> Selected text

>> start

The guilty verdicts were not the end of the story. Only six weeks after his conviction for conspiracy and fraud, Enron founder and former chief executive Kenneth Lay was dead, the victim of a heart attack. Jeffrey Skilling, Lay's successor at the now defunct energy giant, continues to maintain his innocence and has vowed to appeal; nonetheless, he's likely to receive a hefty prison term when sentenced. As the drama plays to its final conclusion, corporate America watches with bemusement and searches for lessons. Is the Enron case a "Verdict on an Era" gone by -- as The New York Times suggests? Or do the "Guilty Verdicts Provide 'Red Meat' to Prosecutors Chasing Companies?" -- as The Wall Street Journal speculates?
There's probable truth in both scenarios. In interviews we've conducted with executives of companies large and small, it's clear that the Enron case will influence discussions and decisions in corporate boardrooms for years to come. Here's a look at some of the lessons already learned -- and how many executives are gearing up to meet the challenges of increased scrutiny and expense, organizational change and a mandate for measurement to help ensure ethics programs are far more than just corporate window-dressing.
New Players in the C-Suite
Perhaps the most noticeable change is in the new roles and titles to which Enron has given life. One of the newest is chief accounting officer.

>> end

> Exercise A
Reproduce the Enron article from "The guilty verdicts" up to and including "Street Journal speculates?".
> Exercise B
In the entries, substitute "football" for "soccer" in the lines from the line with "to detect female" up to and including the line with "left=276, top=173, right=524, bottom=465", changing nothing else. Return only those lines.
The Enron article and the entries that follow it are unrelated.

> The data
>> start

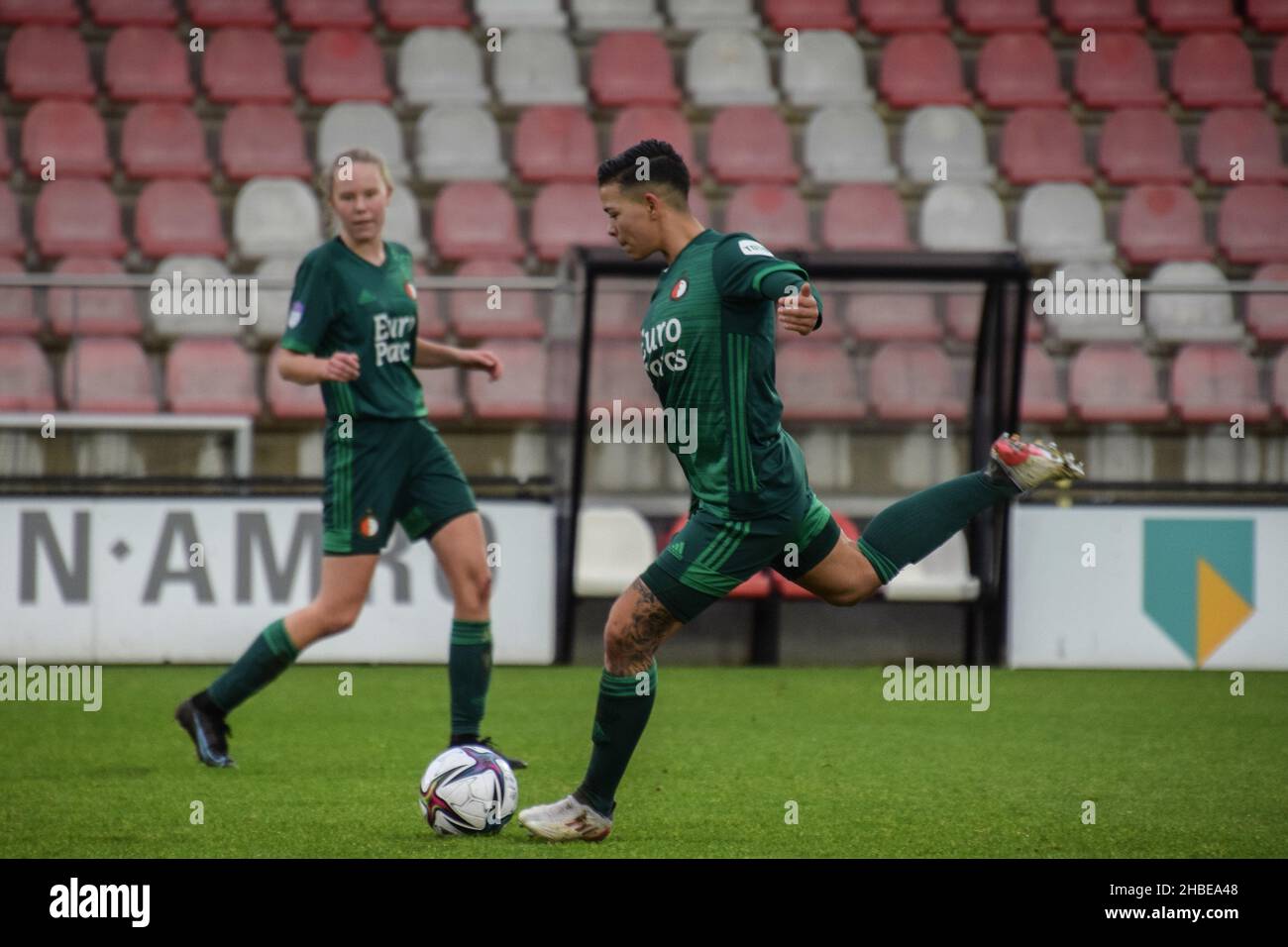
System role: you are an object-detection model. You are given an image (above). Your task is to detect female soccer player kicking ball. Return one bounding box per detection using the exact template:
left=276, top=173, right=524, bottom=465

>> end
>> start

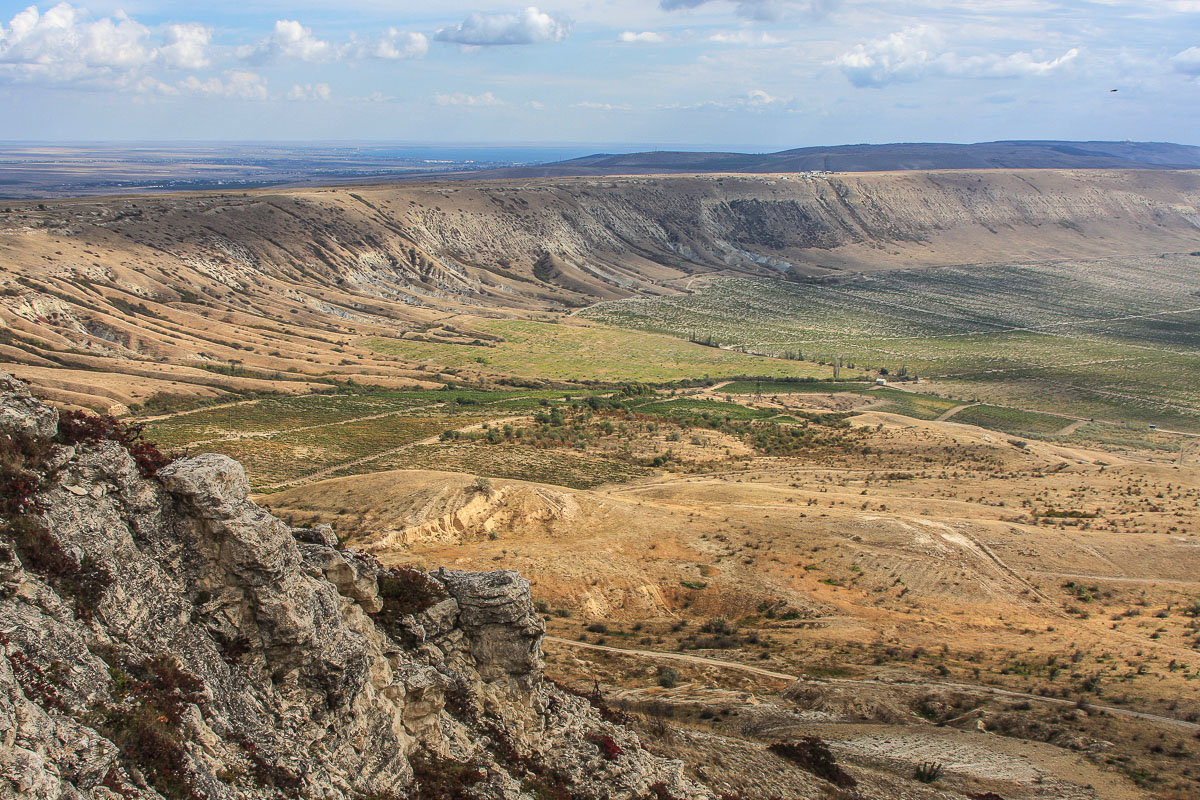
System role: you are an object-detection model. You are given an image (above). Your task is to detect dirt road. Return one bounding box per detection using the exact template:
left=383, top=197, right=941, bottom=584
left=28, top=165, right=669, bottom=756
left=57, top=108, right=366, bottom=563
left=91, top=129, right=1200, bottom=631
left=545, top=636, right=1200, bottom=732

>> end
>> start

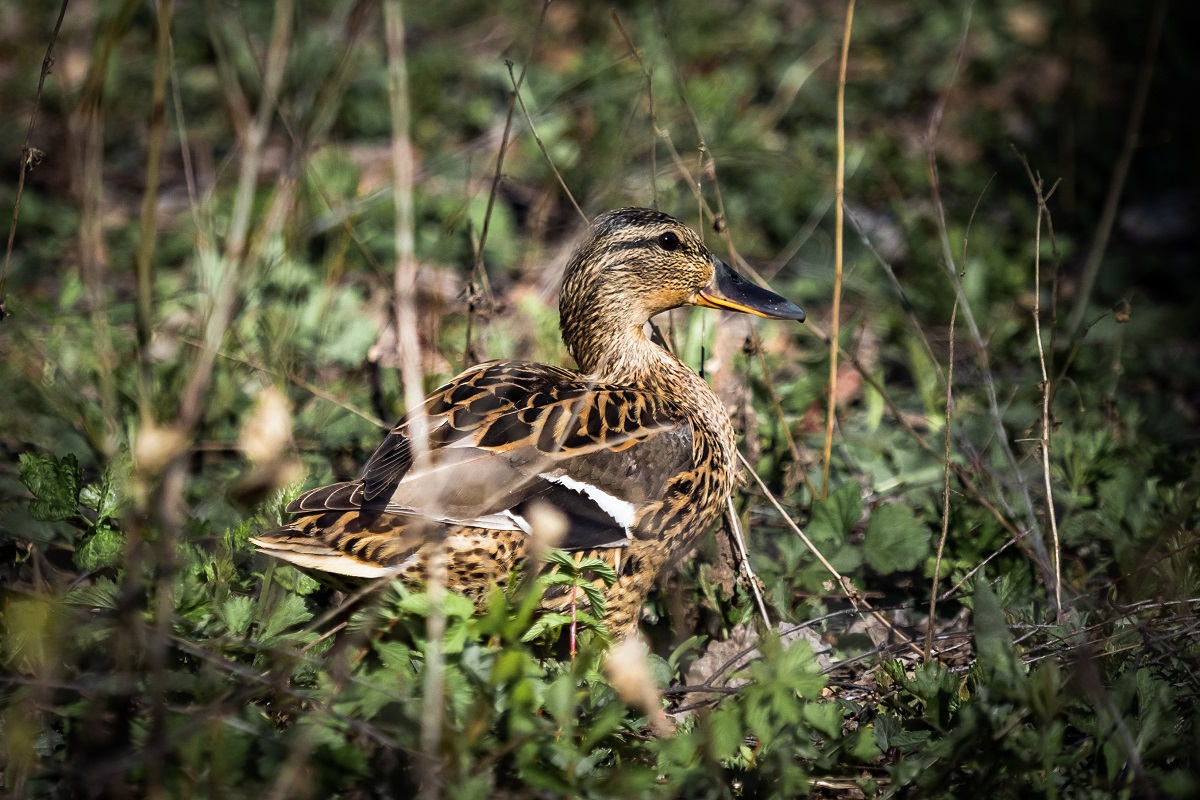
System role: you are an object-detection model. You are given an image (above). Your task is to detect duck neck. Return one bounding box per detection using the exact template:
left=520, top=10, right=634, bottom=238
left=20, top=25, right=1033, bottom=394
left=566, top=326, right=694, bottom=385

>> end

> Complete answer A
The guilty verdicts were not the end of the story. Only six weeks after his conviction for conspiracy and fraud, Enron founder and former chief executive Kenneth Lay was dead, the victim of a heart attack. Jeffrey Skilling, Lay's successor at the now defunct energy giant, continues to maintain his innocence and has vowed to appeal; nonetheless, he's likely to receive a hefty prison term when sentenced. As the drama plays to its final conclusion, corporate America watches with bemusement and searches for lessons. Is the Enron case a "Verdict on an Era" gone by -- as The New York Times suggests? Or do the "Guilty Verdicts Provide 'Red Meat' to Prosecutors Chasing Companies?" -- as The Wall Street Journal speculates?

> Complete answer B
System role: you are an object-detection model. You are given an image (above). Your task is to detect female football player kicking ball. Return one bounding box per detection using the exact template:
left=276, top=173, right=524, bottom=465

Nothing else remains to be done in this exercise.